• **Given data**:
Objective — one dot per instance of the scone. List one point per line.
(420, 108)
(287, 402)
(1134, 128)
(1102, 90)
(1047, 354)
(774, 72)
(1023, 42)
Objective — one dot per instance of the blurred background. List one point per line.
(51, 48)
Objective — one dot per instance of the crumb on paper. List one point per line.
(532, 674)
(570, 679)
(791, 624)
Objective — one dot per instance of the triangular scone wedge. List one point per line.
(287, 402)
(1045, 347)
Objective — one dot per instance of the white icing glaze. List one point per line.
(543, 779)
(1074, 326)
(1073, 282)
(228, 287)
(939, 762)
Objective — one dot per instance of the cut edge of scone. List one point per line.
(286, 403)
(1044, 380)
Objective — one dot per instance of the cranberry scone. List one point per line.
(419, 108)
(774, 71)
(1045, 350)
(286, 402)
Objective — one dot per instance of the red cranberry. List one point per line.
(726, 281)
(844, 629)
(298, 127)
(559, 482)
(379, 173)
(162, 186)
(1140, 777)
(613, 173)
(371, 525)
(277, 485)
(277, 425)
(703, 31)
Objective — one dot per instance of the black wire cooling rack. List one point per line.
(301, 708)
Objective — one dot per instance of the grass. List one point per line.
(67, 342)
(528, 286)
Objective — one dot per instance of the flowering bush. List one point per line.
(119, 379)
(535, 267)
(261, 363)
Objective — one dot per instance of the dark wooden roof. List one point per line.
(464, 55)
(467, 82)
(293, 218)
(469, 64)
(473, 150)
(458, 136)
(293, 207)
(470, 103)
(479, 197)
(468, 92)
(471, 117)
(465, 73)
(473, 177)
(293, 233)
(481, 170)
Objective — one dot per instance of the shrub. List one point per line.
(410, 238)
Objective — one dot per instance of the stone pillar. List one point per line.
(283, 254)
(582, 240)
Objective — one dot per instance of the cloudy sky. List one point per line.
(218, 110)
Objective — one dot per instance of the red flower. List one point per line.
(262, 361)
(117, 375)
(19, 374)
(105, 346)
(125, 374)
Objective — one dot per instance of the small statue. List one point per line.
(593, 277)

• **About this exercise**:
Provide all the records again, word for word.

• **Finished exercise**:
Objective — one dot per instance of the scone. List one point per line.
(420, 108)
(287, 402)
(1134, 128)
(1102, 90)
(1047, 354)
(774, 72)
(1023, 42)
Objective — one dot per instance of the blurred background. List one point per line.
(51, 48)
Objective — one dot per instance of the crumb on paper. List one point per line.
(532, 674)
(570, 679)
(791, 624)
Objective — one dot per instance of the triangular scone wedge. List one point per line.
(287, 402)
(1045, 347)
Objective — one dot per instance of the white icing glaze. List one point per line.
(543, 779)
(1074, 326)
(1073, 282)
(228, 287)
(939, 762)
Objective — one dot per instance of the cut edge of scone. List one point per line.
(286, 403)
(1044, 380)
Objective — one dot per instance of the cranberry scone. List one point per line.
(419, 108)
(774, 71)
(1045, 350)
(286, 402)
Objective — one dot per instance of the red cranberry. List one point per line.
(726, 281)
(844, 629)
(298, 127)
(559, 482)
(379, 173)
(162, 186)
(1140, 777)
(613, 173)
(371, 525)
(277, 485)
(277, 425)
(703, 31)
Objective — one dot per instance of the black wire cooling rack. List one point per line.
(301, 708)
Objective — one dot per instance of the grass. List one point per line.
(67, 342)
(528, 286)
Objective — one dot per instance of the flowering bush. List one point per line.
(119, 379)
(535, 267)
(261, 363)
Objective — one dot per instance of the dark wooden roof. List one point per line.
(464, 55)
(467, 82)
(293, 218)
(469, 64)
(473, 150)
(458, 136)
(293, 207)
(470, 103)
(479, 197)
(468, 92)
(471, 117)
(465, 73)
(473, 177)
(293, 233)
(481, 170)
Objective — one dot per instance of the shrub. List one point per line.
(410, 238)
Objective — one dot per instance of the stone pillar. List one point per line.
(283, 254)
(582, 240)
Objective — one dot per instance of the cloudy sky. List one point per line.
(218, 110)
Objective — one dot per instance of the red flower. List one point per line.
(262, 361)
(117, 375)
(19, 374)
(105, 346)
(125, 374)
Objective — one dot per instance of the small statue. List one point per line.
(593, 277)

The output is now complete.